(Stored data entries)
· · · · ·

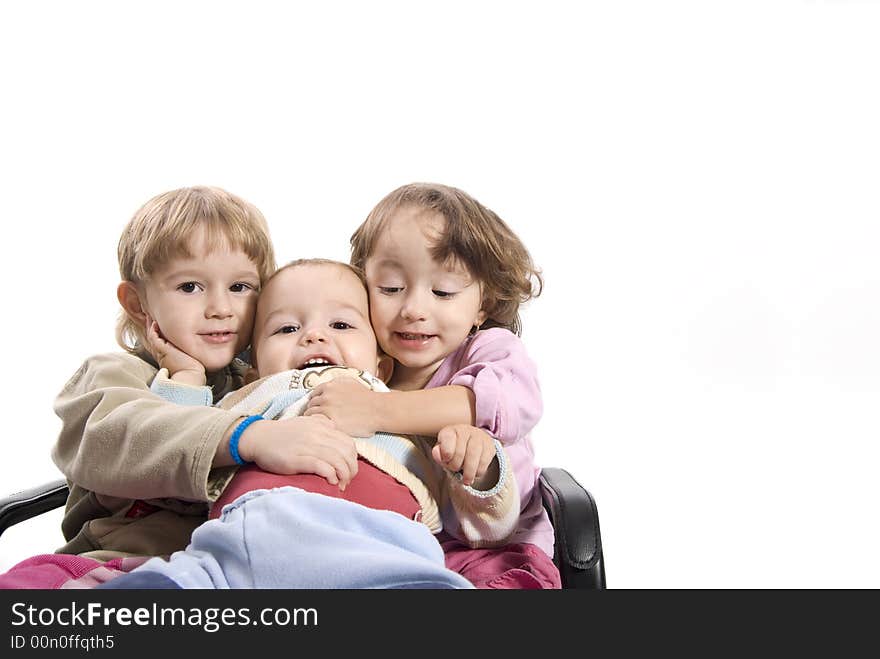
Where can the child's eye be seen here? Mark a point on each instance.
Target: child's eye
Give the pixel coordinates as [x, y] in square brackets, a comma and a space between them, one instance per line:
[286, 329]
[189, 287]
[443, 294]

· · · · ·

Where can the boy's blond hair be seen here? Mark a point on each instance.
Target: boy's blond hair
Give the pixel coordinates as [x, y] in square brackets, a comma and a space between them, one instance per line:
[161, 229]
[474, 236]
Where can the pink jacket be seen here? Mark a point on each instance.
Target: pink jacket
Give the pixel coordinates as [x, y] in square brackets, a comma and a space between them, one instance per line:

· · · · ·

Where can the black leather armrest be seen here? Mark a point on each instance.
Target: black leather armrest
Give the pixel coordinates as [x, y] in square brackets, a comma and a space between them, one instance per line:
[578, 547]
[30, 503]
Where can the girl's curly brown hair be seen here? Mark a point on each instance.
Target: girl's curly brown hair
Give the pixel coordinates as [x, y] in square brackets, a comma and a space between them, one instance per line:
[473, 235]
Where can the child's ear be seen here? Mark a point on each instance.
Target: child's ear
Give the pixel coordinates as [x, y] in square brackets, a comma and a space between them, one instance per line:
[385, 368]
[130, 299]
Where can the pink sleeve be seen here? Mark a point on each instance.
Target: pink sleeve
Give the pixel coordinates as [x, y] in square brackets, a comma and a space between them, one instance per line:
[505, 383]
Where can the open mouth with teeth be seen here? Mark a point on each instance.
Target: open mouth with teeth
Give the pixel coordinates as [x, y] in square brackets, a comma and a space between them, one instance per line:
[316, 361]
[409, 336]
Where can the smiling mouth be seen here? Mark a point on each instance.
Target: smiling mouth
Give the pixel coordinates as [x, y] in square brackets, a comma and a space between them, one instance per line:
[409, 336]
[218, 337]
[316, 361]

· · · · ·

Work item
Show all lines in the entries above where the string "brown" appears.

Your response
Where can the girl's curly brown hair be seen here? Mark a point on each instance.
Target: girl's curly brown hair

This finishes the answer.